__TASK SET__.
(1) In the passage about the girl's diagnoses, how many hours does she sleep each night?
(2) Translate this sentence from the passage about the girl's diagnoses into Spanish: "What comes easily for her friends, she has to work for."
(3) Continue the passage about the girl's diagnoses from its final sentence.

__EXERCISE TEXT__.
She is twelve now and her chart reads congenital hypothyroidism, Hashimotos and Albrights Hereditary Osteodystrophy. I believe the first two weave together from the Albrights, that diagnosis is so rare it is hard to find information on it.
What people see is a short-statured tween who is overweight with a round face and short fingers/joints compared to her peers. The diagnosis and the reality for us is there is a learning challenge for her. What comes easily for her friends, she has to work for.
And what makes it even harder is there are times she is absolutely exhausted.
I don’t mean I stayed up too late and I need a nap.
I mean she sleeps at least eight to ten hours a night and then will fall asleep on the commute home from school and take a two hour nap. And still go to bed at the same time.

__DATA SECTION__.
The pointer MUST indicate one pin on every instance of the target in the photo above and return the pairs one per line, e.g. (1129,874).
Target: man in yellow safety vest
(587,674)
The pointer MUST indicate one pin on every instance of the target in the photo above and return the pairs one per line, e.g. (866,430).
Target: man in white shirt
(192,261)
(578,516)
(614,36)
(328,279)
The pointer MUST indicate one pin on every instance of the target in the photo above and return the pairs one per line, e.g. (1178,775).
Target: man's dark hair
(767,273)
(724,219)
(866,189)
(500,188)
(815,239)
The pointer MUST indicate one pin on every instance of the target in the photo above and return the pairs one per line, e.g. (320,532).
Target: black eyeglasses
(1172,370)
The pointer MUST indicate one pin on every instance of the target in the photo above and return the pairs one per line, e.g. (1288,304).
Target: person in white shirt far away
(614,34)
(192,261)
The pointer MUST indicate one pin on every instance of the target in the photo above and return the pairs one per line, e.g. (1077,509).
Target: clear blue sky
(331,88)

__SOLVED PROBLEMS__.
(1) At least eight to ten hours a night.

(2) Lo que a sus amigas les resulta fácil, a ella le cuesta esfuerzo.

(3)
For the doctors that ask for anywhere between 20 and 60 minutes of exercise every day from her, the school year is near impossible to get that from her. Last week she asked to take a walk after dark. This was so rare and I’d already taken a little walk and a bike ride, I threw on my sneakers and off we went. Tonight? She has a test tomorrow. She barely made it through dinner. She’s sleeping hard as I type. When I’m done here I have to wake her and urge her to give her all when I know she’s wiped out.
It’s hard to discern what she can handle and what’s too much, so we adopted the attitude that we’re always going to do our best. I know if the gym teacher told her to forget about wellness, have a seat, she’d do it. But we expect her to try even if she is the slowest kid on the team.
To keep her moving forward, it takes energy for me. Most of the time I’m up for it, but there are times I’m tired or have other projects calling for me as well. That’s why I have my coffee most mornings. I refuse to let her coast through life because she has a chart filled with medical jargon. At the same time, I’m ready to advocate toward anyone thinking she is milking her exhaustion. Trust me.
One thing I hear from people with Hashimotos or other thyroid issues is that when they tell people they are tired, the compassion isn’t there. Usually resentment is what they are met with. Hopefully these posts this week are raising invisible illness awareness for us all.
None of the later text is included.